## YOUR INSTRUCTIONS
Looking at the listing below, retype exactly the lines starting at the one containing "Task: segment the" and ending at the one containing "positive clicks: (339, 111) (345, 93)", both included, and nothing else.

===== RECORDS PROVIDED =====

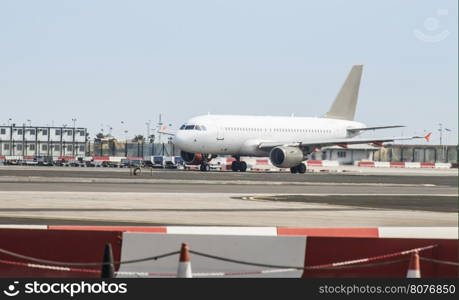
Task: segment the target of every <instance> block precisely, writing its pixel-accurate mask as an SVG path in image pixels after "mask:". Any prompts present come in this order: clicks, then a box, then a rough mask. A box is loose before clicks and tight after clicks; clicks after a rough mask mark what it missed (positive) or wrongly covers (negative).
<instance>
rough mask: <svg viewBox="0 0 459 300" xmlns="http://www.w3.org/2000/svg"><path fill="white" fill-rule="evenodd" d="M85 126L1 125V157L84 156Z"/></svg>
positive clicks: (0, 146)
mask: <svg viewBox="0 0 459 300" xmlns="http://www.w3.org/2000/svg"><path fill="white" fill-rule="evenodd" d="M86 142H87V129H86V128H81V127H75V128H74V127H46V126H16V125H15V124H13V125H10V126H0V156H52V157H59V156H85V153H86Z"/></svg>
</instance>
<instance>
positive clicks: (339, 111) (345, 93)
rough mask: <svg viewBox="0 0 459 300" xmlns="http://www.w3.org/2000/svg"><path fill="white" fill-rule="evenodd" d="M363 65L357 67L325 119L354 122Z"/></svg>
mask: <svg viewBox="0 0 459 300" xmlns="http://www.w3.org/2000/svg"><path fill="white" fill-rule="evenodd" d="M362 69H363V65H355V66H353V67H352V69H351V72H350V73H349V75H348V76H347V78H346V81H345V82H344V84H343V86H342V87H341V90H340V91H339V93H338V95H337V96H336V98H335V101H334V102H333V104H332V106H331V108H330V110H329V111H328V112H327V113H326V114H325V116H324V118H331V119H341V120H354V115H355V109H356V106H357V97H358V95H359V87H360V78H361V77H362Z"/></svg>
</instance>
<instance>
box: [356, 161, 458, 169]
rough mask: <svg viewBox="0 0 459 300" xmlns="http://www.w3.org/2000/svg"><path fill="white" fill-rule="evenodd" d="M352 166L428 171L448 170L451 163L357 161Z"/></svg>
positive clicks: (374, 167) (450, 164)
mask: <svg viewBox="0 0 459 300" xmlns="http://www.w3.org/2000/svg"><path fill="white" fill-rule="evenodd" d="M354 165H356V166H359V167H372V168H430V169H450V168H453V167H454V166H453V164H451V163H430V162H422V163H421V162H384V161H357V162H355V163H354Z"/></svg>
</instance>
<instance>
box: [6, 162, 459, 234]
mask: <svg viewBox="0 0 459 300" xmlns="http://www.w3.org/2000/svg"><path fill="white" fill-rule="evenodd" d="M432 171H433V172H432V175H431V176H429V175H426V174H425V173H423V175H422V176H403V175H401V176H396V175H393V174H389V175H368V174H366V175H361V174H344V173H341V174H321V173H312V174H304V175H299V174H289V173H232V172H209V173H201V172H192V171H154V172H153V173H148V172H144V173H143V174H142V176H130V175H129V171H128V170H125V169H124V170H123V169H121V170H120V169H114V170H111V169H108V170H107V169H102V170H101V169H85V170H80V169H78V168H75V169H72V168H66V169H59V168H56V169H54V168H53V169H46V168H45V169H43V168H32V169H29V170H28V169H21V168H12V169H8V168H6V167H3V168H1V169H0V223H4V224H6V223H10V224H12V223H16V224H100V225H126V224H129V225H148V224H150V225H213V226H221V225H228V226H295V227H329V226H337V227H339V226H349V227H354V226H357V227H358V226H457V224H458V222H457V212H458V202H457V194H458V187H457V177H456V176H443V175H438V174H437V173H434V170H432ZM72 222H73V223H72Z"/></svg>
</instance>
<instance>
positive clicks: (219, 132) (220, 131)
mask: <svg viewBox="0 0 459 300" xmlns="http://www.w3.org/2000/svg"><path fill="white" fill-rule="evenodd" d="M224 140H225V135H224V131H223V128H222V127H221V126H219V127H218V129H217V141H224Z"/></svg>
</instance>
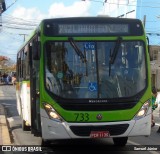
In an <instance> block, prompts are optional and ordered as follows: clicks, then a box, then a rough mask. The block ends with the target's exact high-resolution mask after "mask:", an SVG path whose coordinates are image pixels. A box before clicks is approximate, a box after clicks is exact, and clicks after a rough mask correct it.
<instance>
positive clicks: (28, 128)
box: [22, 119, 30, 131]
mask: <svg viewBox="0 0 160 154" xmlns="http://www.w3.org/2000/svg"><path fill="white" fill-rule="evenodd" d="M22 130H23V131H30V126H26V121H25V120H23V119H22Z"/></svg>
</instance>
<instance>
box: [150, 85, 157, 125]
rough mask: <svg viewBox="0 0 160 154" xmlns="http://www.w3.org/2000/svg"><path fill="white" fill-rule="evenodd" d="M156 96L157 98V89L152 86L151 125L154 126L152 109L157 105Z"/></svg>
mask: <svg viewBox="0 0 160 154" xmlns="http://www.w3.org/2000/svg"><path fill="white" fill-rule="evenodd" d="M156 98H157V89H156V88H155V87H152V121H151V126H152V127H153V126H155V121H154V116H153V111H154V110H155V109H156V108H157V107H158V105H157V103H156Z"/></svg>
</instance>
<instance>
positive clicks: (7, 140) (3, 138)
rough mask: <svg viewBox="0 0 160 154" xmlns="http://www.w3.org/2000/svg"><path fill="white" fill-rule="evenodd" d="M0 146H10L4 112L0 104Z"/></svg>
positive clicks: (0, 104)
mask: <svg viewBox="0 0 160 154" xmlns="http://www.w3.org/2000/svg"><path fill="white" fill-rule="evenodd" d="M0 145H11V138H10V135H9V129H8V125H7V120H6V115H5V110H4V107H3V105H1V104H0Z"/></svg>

=====
===== RECORDS PROVIDED =====

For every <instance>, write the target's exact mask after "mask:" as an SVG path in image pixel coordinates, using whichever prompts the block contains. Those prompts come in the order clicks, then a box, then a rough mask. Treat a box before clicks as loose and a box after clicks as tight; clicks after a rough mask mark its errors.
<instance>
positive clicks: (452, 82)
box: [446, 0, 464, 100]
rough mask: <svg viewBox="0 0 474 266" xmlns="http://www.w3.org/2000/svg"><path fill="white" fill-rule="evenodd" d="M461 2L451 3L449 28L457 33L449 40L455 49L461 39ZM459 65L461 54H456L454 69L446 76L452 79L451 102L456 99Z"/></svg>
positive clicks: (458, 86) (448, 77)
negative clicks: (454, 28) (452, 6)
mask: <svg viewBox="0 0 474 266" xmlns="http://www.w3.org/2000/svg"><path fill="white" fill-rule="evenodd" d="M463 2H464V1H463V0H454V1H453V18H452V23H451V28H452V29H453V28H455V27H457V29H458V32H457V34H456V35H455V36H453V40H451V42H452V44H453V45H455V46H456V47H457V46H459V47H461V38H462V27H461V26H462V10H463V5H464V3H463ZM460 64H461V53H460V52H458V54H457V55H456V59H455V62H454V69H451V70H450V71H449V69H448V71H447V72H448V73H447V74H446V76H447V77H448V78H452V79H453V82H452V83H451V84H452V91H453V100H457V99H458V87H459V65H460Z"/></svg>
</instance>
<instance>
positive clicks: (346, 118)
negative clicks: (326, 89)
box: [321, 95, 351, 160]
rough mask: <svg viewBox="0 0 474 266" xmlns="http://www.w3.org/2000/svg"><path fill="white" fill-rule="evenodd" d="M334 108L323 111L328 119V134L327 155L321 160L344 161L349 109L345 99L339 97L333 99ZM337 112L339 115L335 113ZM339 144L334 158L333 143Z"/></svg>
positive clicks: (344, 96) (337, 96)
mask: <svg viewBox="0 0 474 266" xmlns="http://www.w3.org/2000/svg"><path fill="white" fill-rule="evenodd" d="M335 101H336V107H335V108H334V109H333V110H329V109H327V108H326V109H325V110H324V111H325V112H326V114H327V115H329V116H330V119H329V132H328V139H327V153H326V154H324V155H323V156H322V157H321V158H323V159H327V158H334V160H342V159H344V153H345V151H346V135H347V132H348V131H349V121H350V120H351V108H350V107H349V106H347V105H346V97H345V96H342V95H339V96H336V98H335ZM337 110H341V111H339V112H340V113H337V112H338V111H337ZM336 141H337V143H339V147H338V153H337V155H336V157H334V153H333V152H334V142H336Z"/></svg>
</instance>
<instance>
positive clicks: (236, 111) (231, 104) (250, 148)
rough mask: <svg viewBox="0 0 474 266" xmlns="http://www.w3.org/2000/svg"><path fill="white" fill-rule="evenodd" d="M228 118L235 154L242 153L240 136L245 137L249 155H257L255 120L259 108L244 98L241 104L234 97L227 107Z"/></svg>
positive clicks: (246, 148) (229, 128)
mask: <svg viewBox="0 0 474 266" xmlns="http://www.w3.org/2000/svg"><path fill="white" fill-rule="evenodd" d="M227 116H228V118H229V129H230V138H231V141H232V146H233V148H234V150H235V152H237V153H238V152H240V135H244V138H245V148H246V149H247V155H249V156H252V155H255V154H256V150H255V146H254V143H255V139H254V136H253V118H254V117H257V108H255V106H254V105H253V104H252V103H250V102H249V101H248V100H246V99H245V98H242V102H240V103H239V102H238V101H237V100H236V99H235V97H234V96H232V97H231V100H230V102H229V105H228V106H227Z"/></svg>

=====
===== RECORDS PROVIDED =====

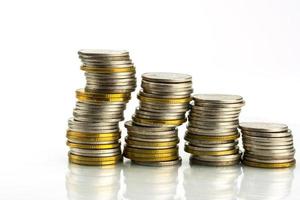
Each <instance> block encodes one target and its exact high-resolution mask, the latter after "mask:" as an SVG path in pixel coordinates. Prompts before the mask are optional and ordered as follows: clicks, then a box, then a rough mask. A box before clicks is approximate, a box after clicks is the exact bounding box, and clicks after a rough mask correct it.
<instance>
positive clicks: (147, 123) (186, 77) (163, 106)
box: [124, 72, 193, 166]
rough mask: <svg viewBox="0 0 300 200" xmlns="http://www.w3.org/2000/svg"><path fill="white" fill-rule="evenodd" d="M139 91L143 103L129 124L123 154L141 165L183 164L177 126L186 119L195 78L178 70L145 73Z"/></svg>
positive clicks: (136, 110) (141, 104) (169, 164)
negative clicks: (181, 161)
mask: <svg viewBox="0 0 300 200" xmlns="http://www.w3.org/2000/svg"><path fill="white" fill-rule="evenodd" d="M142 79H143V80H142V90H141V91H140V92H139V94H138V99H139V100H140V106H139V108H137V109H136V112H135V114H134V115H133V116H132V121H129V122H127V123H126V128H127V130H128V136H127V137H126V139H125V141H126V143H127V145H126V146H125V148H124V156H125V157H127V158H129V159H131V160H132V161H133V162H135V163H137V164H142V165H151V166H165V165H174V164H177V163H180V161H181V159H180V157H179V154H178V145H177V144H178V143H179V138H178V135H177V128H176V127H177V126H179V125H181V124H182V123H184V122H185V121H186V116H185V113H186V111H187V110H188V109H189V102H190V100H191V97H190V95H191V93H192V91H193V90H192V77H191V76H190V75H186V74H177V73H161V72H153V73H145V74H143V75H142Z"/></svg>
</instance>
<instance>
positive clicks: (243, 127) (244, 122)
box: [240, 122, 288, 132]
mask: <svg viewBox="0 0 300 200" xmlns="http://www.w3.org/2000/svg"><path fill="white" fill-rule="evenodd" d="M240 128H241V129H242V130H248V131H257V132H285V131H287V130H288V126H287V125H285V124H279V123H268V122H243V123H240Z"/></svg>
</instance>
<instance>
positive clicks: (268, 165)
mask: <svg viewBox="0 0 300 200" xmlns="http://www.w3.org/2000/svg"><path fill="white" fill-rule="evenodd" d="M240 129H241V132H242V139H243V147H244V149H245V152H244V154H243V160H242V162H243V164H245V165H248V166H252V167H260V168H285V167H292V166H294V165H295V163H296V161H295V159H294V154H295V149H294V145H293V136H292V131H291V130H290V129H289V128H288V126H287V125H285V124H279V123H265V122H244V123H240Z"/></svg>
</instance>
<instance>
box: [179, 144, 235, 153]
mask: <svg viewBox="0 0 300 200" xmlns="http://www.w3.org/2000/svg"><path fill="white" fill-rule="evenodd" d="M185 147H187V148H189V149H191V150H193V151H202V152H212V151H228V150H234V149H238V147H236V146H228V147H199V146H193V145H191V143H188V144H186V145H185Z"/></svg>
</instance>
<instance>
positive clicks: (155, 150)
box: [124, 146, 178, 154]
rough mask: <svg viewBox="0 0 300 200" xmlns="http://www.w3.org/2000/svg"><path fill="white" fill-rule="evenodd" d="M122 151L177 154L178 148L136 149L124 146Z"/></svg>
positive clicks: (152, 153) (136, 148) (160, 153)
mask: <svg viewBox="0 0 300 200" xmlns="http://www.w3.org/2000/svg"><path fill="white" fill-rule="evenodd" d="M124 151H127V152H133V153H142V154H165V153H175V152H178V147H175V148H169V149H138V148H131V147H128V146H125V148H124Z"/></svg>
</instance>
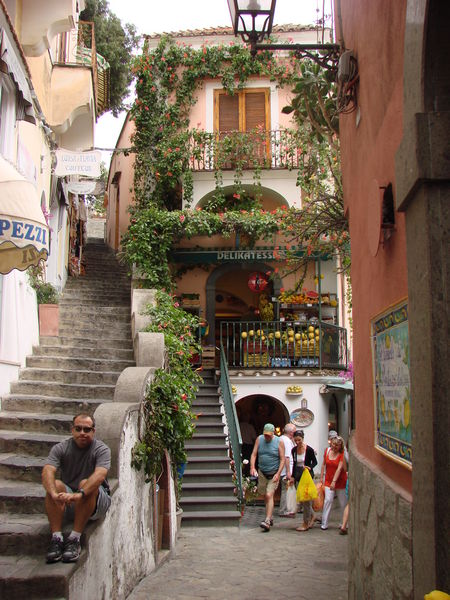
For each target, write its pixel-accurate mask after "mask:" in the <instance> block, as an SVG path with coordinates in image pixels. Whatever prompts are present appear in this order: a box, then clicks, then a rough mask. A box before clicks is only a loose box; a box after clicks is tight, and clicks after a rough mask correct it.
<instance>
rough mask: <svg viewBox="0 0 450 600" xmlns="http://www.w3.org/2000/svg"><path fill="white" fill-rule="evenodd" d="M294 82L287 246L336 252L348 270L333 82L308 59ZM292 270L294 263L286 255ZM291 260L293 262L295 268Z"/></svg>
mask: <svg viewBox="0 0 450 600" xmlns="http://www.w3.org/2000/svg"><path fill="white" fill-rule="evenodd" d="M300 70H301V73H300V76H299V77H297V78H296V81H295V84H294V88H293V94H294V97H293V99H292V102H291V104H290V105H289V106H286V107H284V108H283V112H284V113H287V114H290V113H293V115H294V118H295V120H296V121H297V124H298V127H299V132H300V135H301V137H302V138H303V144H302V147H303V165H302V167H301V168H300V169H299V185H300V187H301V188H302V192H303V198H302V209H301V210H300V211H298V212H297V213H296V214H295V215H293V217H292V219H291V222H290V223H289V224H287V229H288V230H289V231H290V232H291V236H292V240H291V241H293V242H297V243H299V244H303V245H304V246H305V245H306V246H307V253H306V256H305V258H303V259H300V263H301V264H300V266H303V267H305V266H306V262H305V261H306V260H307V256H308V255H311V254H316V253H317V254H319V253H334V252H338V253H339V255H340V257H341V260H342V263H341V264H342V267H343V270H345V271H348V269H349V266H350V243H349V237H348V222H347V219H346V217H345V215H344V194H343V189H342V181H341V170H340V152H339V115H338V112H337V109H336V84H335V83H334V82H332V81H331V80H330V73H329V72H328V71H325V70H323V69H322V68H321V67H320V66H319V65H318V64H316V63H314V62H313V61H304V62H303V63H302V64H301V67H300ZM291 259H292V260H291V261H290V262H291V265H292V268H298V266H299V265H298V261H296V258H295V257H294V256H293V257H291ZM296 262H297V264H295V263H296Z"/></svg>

=====

## OUTPUT BELOW
Task: segment the target of every <instance> block precisely, writing its pixel-accurate mask as an SVG path in image pixels after "mask:". Any prompts present come in this order: clicks, then a box, then a rough mask. A box is loose before clicks and tight after clicks; clicks after a rough mask mark what it missed (positive) or wrongly covers (negative).
<instance>
rough mask: <svg viewBox="0 0 459 300" xmlns="http://www.w3.org/2000/svg"><path fill="white" fill-rule="evenodd" d="M85 126L1 125V157L84 156Z"/></svg>
positive clicks: (0, 146)
mask: <svg viewBox="0 0 459 300" xmlns="http://www.w3.org/2000/svg"><path fill="white" fill-rule="evenodd" d="M86 142H87V129H86V128H81V127H75V128H74V127H46V126H16V125H15V124H13V125H10V126H0V156H52V157H59V156H85V153H86Z"/></svg>
</instance>
<instance>
positive clicks: (339, 111) (345, 93)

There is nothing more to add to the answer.